WHAT IS BEING ASKED:
Only those lines running from the line that contains "Locate the tree trunk" through the end of the material are to be written out, each exactly as shown.

◆ ◆ ◆ ◆ ◆

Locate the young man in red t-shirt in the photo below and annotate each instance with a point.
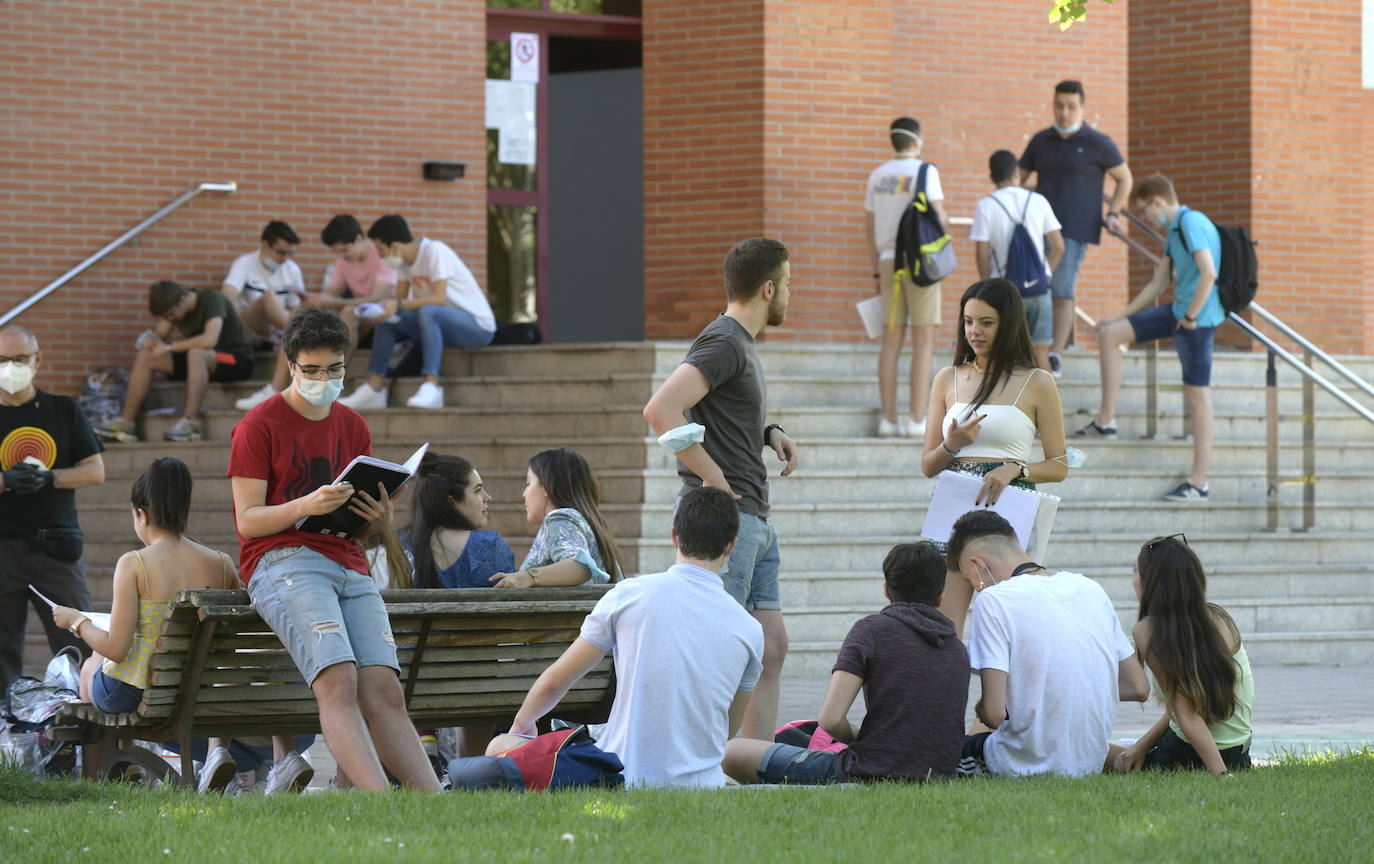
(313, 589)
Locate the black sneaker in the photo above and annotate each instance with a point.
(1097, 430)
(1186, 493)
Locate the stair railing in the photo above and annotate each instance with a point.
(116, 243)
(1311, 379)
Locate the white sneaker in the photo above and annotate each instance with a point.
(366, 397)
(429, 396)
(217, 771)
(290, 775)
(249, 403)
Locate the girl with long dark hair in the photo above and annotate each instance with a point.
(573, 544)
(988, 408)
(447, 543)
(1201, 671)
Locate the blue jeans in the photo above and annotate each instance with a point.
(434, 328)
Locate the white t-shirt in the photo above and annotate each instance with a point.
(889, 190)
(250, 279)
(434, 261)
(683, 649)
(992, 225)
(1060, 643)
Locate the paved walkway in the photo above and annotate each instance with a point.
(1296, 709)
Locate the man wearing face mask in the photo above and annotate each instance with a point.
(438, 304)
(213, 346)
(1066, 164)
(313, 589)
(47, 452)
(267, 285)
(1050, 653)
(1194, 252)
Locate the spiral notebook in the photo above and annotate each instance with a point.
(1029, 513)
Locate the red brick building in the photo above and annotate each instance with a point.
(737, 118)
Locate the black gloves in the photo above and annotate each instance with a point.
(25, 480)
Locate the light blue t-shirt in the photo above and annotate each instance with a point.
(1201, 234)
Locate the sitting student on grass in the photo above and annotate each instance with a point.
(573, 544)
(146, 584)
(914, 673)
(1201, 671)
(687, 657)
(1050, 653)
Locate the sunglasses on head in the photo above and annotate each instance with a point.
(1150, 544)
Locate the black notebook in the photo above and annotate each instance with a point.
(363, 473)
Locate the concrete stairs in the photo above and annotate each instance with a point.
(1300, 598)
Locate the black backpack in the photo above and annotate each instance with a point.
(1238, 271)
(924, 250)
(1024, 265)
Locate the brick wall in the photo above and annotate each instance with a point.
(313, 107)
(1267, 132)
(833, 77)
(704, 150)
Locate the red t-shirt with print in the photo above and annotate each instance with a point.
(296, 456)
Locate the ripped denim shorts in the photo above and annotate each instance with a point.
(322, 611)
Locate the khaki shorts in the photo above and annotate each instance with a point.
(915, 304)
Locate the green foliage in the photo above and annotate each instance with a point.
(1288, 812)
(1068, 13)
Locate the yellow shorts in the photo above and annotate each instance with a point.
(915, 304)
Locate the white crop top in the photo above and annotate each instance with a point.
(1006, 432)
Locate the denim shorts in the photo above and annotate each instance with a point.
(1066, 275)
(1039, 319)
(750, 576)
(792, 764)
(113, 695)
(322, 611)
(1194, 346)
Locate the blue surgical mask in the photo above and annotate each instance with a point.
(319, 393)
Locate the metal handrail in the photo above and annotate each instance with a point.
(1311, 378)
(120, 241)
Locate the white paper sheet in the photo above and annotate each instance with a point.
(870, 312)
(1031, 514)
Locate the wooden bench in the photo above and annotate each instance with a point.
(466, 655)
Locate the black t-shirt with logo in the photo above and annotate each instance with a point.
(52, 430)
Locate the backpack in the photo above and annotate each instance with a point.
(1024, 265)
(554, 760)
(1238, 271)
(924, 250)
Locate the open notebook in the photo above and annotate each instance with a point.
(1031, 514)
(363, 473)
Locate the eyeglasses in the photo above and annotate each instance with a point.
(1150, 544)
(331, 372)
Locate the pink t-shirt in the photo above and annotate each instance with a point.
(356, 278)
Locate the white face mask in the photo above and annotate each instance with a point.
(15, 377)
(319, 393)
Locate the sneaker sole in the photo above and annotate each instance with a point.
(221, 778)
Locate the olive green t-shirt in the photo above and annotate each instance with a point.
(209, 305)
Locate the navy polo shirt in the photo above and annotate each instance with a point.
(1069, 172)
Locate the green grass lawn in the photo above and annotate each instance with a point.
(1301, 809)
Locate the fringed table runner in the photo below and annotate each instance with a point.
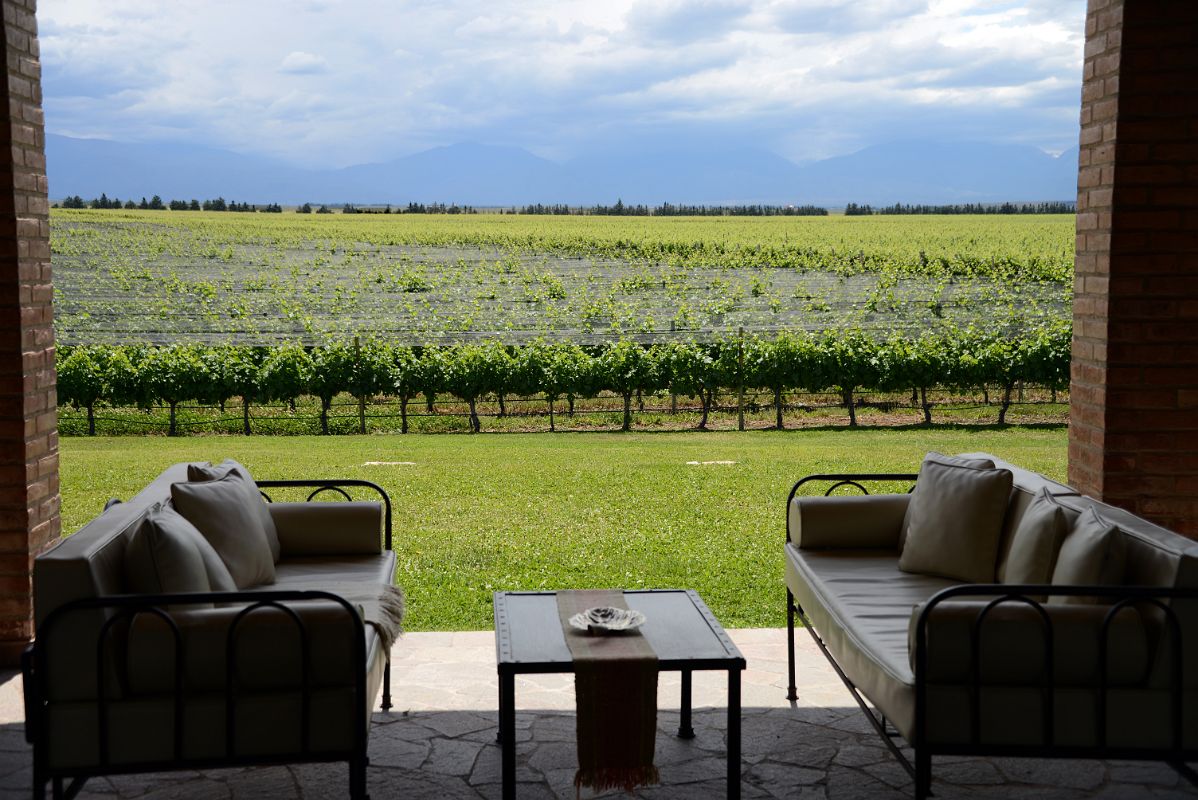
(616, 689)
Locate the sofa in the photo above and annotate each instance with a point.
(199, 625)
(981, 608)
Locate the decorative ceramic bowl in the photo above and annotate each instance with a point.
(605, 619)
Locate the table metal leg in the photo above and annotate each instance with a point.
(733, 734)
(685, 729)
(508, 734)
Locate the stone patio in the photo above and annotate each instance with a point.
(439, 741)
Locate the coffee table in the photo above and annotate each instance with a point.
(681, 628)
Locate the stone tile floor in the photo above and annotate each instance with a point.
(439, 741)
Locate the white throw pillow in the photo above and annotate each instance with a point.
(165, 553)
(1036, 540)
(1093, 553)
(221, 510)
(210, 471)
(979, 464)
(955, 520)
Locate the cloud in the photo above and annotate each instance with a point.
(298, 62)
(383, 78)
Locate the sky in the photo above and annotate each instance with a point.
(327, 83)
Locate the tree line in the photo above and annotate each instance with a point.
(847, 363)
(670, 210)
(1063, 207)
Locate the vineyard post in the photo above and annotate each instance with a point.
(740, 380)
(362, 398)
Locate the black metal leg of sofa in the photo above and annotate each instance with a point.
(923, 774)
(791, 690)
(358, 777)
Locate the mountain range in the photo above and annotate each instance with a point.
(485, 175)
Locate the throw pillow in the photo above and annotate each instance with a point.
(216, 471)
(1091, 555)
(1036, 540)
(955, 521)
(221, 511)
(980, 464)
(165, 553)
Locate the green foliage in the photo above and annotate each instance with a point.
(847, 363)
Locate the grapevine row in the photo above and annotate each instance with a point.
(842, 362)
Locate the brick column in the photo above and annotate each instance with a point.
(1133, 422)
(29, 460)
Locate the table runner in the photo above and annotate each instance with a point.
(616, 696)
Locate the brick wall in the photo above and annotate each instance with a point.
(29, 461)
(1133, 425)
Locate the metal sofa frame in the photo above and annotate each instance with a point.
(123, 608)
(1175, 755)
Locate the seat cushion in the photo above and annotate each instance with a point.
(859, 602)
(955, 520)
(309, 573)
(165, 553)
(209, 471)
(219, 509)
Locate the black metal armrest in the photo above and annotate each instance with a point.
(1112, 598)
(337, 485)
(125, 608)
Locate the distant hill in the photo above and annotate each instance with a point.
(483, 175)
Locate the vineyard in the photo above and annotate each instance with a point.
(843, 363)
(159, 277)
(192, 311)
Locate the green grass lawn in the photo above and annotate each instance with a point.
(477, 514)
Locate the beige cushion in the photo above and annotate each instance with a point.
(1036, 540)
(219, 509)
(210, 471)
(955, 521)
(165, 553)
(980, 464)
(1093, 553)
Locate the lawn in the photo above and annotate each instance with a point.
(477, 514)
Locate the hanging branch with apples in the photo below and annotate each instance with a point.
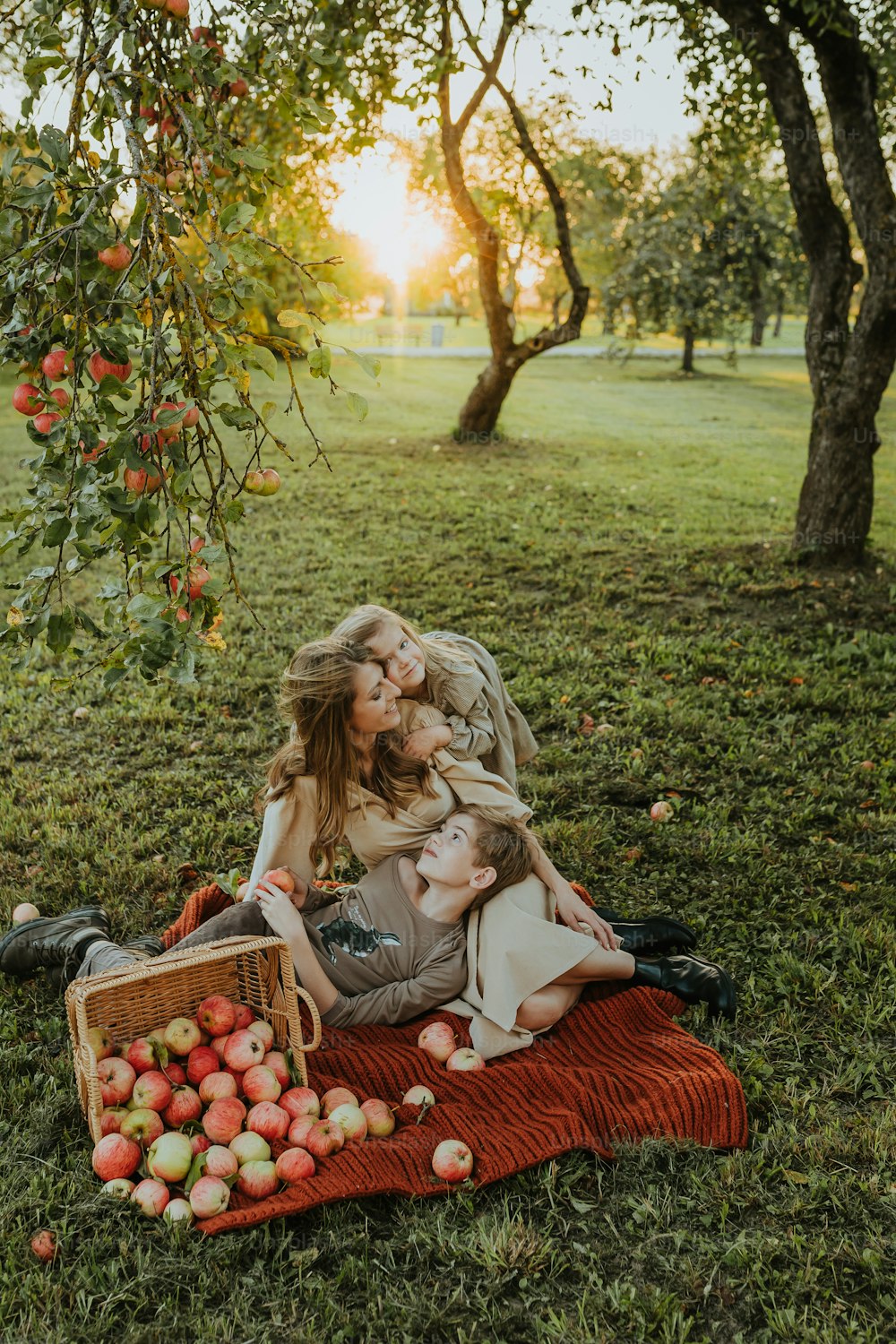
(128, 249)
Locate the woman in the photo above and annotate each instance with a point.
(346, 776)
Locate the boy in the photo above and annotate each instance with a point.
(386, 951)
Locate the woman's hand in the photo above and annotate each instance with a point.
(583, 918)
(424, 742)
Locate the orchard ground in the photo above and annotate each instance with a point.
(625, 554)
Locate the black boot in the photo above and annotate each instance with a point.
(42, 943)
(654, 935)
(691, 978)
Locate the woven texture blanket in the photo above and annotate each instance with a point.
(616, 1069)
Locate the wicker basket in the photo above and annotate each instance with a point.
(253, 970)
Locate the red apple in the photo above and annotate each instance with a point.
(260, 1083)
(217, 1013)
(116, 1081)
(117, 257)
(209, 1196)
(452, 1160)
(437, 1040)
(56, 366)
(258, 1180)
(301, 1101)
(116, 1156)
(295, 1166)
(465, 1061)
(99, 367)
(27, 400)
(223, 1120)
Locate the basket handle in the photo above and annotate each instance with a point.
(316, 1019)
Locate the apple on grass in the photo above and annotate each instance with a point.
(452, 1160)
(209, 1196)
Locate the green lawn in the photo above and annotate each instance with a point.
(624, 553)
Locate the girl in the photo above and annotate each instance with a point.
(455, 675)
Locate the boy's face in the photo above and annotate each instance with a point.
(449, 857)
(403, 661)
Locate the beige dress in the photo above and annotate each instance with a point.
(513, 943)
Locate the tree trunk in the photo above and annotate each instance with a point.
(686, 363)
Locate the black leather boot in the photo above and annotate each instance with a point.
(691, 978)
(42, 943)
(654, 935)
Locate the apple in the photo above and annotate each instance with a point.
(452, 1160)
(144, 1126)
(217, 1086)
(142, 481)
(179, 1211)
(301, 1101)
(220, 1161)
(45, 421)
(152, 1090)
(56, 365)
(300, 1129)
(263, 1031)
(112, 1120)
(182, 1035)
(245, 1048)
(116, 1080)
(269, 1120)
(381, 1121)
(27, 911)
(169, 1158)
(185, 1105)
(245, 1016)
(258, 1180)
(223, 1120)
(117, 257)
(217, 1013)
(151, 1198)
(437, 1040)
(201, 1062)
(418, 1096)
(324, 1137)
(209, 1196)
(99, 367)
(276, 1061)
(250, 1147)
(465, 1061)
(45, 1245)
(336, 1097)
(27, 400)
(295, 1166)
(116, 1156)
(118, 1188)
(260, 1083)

◆ ◆ ◆ ◆ ◆

REPLY TO THE TASK:
Locate the tree trunk in the photo above and annotate each instance with a point.
(686, 363)
Locate the black leather boot in the photo above and annotate each instance with a point.
(691, 978)
(42, 943)
(654, 935)
Locate the apple in the photo above and annotate each instance with a point.
(452, 1160)
(144, 1126)
(217, 1086)
(142, 481)
(179, 1211)
(301, 1101)
(220, 1161)
(45, 421)
(152, 1090)
(56, 365)
(300, 1129)
(263, 1031)
(112, 1120)
(182, 1035)
(245, 1048)
(116, 1080)
(269, 1120)
(381, 1121)
(27, 911)
(169, 1158)
(185, 1105)
(245, 1016)
(258, 1180)
(223, 1120)
(117, 257)
(217, 1013)
(151, 1198)
(437, 1040)
(201, 1062)
(418, 1096)
(324, 1137)
(209, 1196)
(99, 367)
(276, 1061)
(250, 1147)
(465, 1061)
(45, 1245)
(336, 1097)
(27, 400)
(295, 1166)
(116, 1156)
(118, 1188)
(260, 1083)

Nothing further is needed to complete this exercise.